## About this task:
In the text on hydrogen production below, rewrite the paragraph beginning "Fossil fuels or their derivatives" as a short bulleted list that keeps its main facts.

## Excerpted text:
▬▬▬▬▬▬

There is a real need for the efficient production of hydrogen for use as a fuel in both vehicular and stationary engines and fuel cell systems. While hydrogen is a clean and efficient fuel for such energy producing systems, it is both expensive to produce in a pure form and unsafe to store in quantity (because of its combustibility). Moreover, hydrogen is expensive and heavy when stored in containers of practical size.
Fossil fuels or their derivatives, such as natural gas or methanol, are currently converted to hydrogen for use in a fuel cell by means of a complicated set of bulky components: a reformer (to convert the fossil fuel to a mixture of hydrogen, carbon dioxide, carbon monoxide and water vapor); a shift converter (to remove most but not all of the carbon monoxide); and one or more gas purifiers (needed if the hydrogen is to be used in a proton-exchange membrane fuel cell (PEM) or an alkaline fuel cell or stored as a metal hydride). The fuel cells that need no gas purifier, such as phosphoric acid fuel cells, are the heaviest and largest. A fuel cell that is relatively light-weight and compact, e.g. a PEM or alkaline fuel cell, generally needs complicated, delicate and expensive purifying apparatus to utilize hydrogen.

▬▬▬▬▬▬

## Given records:
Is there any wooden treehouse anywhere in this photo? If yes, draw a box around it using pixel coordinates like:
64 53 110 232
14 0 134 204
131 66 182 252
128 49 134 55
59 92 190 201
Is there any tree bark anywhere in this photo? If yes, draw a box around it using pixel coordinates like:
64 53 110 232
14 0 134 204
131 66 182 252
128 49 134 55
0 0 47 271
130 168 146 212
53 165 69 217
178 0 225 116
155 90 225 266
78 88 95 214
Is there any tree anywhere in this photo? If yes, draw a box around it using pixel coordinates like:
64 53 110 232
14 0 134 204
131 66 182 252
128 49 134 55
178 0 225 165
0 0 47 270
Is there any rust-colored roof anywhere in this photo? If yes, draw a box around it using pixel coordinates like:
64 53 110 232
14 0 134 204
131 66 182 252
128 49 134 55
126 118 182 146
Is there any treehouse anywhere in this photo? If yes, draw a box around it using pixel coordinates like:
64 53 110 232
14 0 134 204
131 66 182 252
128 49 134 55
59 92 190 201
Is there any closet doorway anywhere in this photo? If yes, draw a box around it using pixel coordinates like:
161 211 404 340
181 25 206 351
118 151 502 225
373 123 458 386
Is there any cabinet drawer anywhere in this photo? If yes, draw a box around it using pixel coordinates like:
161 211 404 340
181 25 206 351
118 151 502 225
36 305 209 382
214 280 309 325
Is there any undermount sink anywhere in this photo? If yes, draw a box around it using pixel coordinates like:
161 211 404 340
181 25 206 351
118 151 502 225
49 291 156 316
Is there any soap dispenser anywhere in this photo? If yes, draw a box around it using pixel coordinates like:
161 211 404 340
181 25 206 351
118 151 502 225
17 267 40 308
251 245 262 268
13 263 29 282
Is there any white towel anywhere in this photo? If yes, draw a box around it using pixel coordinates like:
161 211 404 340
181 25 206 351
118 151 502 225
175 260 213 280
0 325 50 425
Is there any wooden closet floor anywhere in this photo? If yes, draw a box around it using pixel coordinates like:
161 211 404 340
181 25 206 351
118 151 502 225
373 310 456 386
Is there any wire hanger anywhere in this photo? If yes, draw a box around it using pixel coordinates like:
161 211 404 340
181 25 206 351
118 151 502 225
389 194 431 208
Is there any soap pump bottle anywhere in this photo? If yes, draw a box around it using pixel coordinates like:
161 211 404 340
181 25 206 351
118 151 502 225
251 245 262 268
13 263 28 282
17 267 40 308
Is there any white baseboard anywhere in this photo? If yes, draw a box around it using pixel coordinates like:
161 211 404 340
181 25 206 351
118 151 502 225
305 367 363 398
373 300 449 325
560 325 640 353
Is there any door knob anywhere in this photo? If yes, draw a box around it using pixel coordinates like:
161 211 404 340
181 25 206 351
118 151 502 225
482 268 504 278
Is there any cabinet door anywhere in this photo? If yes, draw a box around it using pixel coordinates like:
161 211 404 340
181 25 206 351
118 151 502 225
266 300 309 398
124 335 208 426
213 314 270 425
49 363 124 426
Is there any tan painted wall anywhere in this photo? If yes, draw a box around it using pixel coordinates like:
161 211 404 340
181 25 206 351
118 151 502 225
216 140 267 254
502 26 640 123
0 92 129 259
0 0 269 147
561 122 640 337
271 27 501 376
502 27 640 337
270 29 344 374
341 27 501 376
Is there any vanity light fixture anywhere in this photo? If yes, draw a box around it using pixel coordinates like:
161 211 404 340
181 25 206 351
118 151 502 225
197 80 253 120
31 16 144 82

▬▬▬▬▬▬

## Reply:
- Fossil fuels or their derivatives, such as natural gas or methanol, are now converted to hydrogen for fuel cells using a complicated set of bulky components.
- A reformer turns the fuel into a mixture of hydrogen, carbon dioxide, carbon monoxide and water vapor.
- A shift converter removes most, but not all, of the carbon monoxide.
- One or more gas purifiers are needed if the hydrogen will be used in a proton-exchange membrane (PEM) or alkaline fuel cell, or stored as a metal hydride.
- Fuel cells that need no gas purifier, such as phosphoric acid fuel cells, are the heaviest and largest.
- Lighter, more compact fuel cells, such as PEM or alkaline cells, generally need complicated, delicate and expensive purifying apparatus to use hydrogen.